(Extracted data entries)
▬▬▬▬▬▬

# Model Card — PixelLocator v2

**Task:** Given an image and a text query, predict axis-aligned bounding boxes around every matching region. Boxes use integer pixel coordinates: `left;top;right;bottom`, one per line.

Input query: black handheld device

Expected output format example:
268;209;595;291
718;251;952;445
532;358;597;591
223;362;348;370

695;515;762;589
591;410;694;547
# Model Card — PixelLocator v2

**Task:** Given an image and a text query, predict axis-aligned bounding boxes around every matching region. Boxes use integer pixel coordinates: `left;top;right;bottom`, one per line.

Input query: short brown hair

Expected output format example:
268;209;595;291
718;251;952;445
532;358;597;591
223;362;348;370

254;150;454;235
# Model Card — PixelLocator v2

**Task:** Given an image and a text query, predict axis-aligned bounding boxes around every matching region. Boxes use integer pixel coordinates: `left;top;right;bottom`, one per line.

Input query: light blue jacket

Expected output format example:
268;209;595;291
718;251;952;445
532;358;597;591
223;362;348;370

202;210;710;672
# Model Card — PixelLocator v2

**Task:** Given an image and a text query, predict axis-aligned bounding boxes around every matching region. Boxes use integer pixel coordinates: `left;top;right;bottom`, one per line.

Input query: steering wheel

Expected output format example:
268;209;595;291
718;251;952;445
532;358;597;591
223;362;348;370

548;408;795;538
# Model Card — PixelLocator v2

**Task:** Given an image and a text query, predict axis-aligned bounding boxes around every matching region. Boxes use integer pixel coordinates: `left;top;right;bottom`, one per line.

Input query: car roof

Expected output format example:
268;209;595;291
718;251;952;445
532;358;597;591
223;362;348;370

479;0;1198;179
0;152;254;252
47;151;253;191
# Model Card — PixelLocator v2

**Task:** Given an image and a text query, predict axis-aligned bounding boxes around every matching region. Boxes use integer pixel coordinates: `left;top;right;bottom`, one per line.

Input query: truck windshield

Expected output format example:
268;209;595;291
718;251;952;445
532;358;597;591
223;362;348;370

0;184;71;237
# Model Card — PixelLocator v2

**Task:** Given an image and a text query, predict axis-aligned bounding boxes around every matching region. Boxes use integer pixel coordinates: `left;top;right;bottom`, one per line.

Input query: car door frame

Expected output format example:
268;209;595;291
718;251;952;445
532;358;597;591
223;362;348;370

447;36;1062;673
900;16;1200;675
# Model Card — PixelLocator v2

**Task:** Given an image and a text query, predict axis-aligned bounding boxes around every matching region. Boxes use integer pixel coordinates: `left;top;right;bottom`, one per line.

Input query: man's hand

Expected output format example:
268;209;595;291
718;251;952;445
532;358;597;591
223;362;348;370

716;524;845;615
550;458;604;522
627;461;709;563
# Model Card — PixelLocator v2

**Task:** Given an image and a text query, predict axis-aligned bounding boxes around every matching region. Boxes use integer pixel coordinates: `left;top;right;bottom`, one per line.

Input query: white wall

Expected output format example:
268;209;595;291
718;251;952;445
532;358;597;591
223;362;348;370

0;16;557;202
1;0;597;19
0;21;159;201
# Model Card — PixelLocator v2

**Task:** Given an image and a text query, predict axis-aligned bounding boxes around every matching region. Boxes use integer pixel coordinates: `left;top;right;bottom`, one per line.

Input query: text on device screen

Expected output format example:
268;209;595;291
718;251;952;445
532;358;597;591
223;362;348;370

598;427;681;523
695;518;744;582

▬▬▬▬▬▬

**The problem**
Write out the records once more, precisely as they stand.

**Solved problem**
# Model Card — PixelLocator v2

**Task:** Given an image and a text query, predict axis-aligned bounding boxes around every matching region. Boxes use integer pixel coordinates: `left;top;right;bottom`, one per line.

Input query: black handheld device

Expected output format example:
268;209;595;291
718;251;952;445
532;358;597;591
223;362;348;370

695;515;762;589
591;410;694;547
# Model Card — PixelLocator v2

**Task:** Given an image and a text query, predict axis-aligned bounding boxes around every matching region. Boxes use integer pixel coordinates: `left;top;right;bottom`, one per line.

Input query: short brown hair

Expected output format example:
268;209;595;291
718;251;952;445
532;358;597;591
223;362;348;370

254;150;454;235
# Model Card — PixelLocator v2

**Task:** Given an image and a text query, predict axis-aligned bounding boxes around every matching region. Boxes use integer pixel coordinates: `left;top;right;bottom`, one per line.

Input query: light blue jacket

Expected output format example:
268;209;595;291
718;251;952;445
532;358;597;591
223;362;348;370

202;210;710;672
# Model Card — PixelLocator v2

**Task:** Given an image and a text query, predict axis-aligned bounding boxes around every matching region. Boxes use integer pixel coordinates: `left;top;right;bottom`, one per line.

Input query: steering wheel

Expected output format example:
268;209;595;291
718;251;952;445
532;358;597;591
223;362;348;370

548;408;795;538
# Model Card — PixelLocator v2

**Task:** Given an image and a text query, predict axis-aligned bounding boxes around every matching region. Boxes use integer pixel coordinates: `left;top;right;bottom`, one per line.

Input query: car roof

Expected output format example:
268;209;595;291
718;251;952;445
532;358;597;591
223;362;348;370

479;0;1198;179
0;152;254;252
47;151;253;191
# Model Card — PixelLocator v2

**Task:** Given an image and a text query, predict axis-aligned bounding boxes around every matching region. Boxes use integer pixel coordinates: `left;top;right;bottom`, one per line.

Input query: truck windshield

Expected output format example:
268;209;595;291
718;251;952;445
532;358;597;591
223;362;348;370

0;184;71;237
# Model Card — PixelLocator v2

**Task:** Given an image and a text query, predict axis-aligned bounding boxes around every matching region. Boxes use integer pixel coordinates: `left;top;right;bottom`, one per line.

Input query: car door frame

Expected output format example:
268;209;595;291
718;251;952;445
532;358;597;591
223;362;348;370

447;36;1062;673
900;16;1200;675
# Model Card — PixelLocator v2

**Task:** Given an image and a text query, predict axis-aligned bounding boxes around every matching region. Boxes use integer pixel coordinates: `left;top;right;bottom`, one per line.

Input query: man's hand

Expected output format example:
268;209;595;291
718;251;952;445
532;358;597;591
223;362;348;370

716;524;845;615
550;458;604;522
627;461;709;563
# Model Card — PixelLocator v2

**Task:** Given an image and a text query, predict axis-aligned bounding boxes around every matching region. Boxes use integer pixel coordinates: `left;top;right;bottom`, one per line.

Input query: white wall

Expected output format example:
268;209;595;291
718;251;952;445
532;358;597;591
223;362;348;370

0;16;557;202
1;0;597;19
0;21;159;201
# Model Card — PixelLocator v2

**Task:** Given an image and a text query, predict axis-aligned bounding boxes around every matching region. Boxes use integer pixel coordinates: `left;top;right;bottom`, one per line.

Input query: text on device screen

Expected output format example:
268;209;595;291
718;251;952;445
532;358;597;591
223;362;348;370

598;427;681;523
695;518;744;582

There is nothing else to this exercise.